A verbatim copy of the whole listing is what is needed.
* * * * * * * * *
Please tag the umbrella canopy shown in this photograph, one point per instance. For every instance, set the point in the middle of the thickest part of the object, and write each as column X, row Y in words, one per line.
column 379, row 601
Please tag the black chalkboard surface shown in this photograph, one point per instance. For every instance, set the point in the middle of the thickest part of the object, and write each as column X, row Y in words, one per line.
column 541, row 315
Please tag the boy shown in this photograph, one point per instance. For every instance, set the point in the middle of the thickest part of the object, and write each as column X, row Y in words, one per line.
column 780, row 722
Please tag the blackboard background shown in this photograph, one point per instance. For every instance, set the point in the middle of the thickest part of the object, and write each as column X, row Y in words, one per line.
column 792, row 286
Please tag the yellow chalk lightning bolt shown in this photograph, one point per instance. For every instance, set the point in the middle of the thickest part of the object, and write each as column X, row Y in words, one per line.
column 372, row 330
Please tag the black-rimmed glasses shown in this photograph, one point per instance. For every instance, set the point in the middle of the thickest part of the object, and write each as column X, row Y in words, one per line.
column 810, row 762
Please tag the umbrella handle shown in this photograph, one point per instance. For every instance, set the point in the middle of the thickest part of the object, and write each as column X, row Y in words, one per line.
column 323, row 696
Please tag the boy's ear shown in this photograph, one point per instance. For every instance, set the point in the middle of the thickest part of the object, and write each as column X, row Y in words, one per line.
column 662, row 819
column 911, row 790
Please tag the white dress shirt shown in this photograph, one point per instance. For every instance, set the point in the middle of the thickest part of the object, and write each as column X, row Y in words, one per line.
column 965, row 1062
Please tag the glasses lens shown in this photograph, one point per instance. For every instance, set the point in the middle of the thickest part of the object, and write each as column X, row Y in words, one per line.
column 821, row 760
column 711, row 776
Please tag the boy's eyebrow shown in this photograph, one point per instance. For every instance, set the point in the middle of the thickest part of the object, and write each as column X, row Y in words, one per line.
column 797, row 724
* * * * * * * * *
◆ Final answer:
Please tag the umbrella canopy shown in this photograph, one point per instance. For every instance, set the point in the middle of the thickest part of the object, and write each as column X, row Y in words, one per line.
column 379, row 601
Please tag the black chalkboard surface shown in this photograph, one point per instance. For every instance, set the point in the middle of the thickest part of the object, and write each as column X, row Y in words, one per line.
column 541, row 315
Please tag the boy shown in this photograph, one point per instance. For every instance, set the point in the middle of the thickest part of the object, and write each as column X, row Y in words, one per line.
column 780, row 722
Please tag the blackboard background shown in this photograph, one point per instance. For every instance, set the point in the middle of the thickest part of the object, and write each as column X, row Y in words, one per line.
column 792, row 286
Please tag the yellow chalk lightning bolt shown in this photograph, one point per instance. For every instance, set the point in the middle of the thickest part of the object, and write each as column X, row Y in words, one per line.
column 372, row 330
Please tag the black-rimmed glasses shown in this photograph, one point per instance. For every instance, set the point in the middle of the thickest part of the object, and write each as column X, row Y in words, one per line.
column 810, row 762
Please tag the umbrella handle shown in this photograph, one point per instance. For every instance, set the point in the middle of the thickest part of the object, and write each as column X, row Y in words, one per line.
column 323, row 696
Please tag the boy's ear shown in this photograph, one point per instance. For every instance, set the point in the middle of the thickest part of the object, and write each as column X, row Y in words, one per line.
column 662, row 819
column 911, row 790
Please tag the white dress shirt shown in this photograph, one point per instance. For every instance, set the point in the middle of the thickest part of the object, and write each as column X, row Y in words, one per line.
column 965, row 1062
Please tag the glasses lens shown in this photograph, one point per instance. For every instance, set the point in the middle of the thickest part of the object, and write each as column X, row Y in words, one per line.
column 821, row 760
column 711, row 776
Please tag the boy's eyebrow shown in this photograph, one point per instance. For every instance, set the point in the middle of the thickest part of the object, and write each as column X, row Y in words, one per line.
column 797, row 724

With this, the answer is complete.